> **Task input**:
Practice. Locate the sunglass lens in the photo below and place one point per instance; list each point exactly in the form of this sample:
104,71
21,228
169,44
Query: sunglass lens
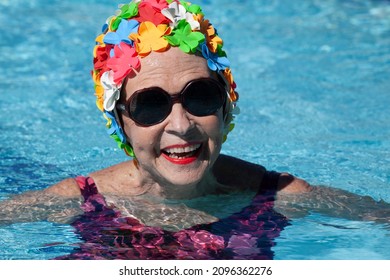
150,107
203,98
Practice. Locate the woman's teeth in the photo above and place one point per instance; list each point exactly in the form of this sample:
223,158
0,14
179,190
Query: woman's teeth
182,152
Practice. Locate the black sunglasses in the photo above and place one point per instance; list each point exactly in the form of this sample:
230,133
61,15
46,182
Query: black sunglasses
150,106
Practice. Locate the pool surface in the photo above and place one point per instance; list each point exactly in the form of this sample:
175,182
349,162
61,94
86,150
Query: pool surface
313,78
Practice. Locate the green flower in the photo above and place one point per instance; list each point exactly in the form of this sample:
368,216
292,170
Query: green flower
183,37
191,8
127,11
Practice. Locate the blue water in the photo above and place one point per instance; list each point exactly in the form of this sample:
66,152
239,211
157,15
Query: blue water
313,78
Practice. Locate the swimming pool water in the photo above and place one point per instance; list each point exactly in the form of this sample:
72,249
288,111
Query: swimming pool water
314,96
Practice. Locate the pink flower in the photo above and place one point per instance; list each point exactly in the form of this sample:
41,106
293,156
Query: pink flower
152,12
124,62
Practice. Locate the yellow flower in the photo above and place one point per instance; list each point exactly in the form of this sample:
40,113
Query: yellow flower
212,39
150,38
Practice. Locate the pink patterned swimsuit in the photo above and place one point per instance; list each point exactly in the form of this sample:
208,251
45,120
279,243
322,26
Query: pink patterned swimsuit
248,234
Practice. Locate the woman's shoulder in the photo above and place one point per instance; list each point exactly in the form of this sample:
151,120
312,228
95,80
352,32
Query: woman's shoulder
105,179
240,174
237,173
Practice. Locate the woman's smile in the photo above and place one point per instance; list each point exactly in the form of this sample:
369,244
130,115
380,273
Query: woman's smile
182,154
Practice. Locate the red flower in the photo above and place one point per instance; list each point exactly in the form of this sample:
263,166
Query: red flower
124,61
152,12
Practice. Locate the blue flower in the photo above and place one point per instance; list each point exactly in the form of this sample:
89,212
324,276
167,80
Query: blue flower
215,62
125,28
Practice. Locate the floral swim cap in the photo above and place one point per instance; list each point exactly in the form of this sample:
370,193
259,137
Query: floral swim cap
145,26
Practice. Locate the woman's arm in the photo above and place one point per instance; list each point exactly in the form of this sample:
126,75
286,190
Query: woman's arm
59,203
332,202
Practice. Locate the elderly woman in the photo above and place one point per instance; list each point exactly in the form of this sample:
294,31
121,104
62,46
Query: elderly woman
163,83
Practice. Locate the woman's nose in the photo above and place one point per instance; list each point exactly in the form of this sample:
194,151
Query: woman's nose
178,120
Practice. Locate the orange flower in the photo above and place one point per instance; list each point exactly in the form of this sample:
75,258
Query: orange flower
150,38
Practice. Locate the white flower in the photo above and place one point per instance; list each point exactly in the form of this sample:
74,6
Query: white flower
111,91
176,12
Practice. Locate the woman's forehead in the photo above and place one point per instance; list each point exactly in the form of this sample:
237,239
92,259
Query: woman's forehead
170,70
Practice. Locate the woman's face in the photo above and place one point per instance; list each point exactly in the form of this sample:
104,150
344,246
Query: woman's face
181,150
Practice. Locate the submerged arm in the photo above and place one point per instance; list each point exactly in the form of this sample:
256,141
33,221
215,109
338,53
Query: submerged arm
45,205
333,202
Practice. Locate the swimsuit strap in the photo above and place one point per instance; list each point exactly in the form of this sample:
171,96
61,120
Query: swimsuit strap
270,181
93,200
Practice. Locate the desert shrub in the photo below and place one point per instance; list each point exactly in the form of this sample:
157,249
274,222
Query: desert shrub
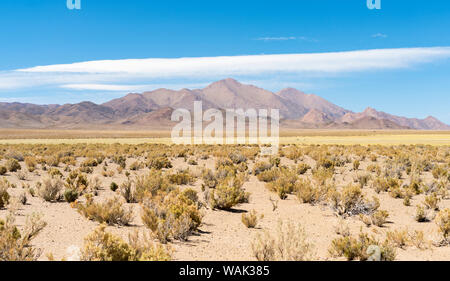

> **Work to be completed**:
How many lines of the material contain the string "swimsuit"? Give only the number.

> **Solution to this task**:
4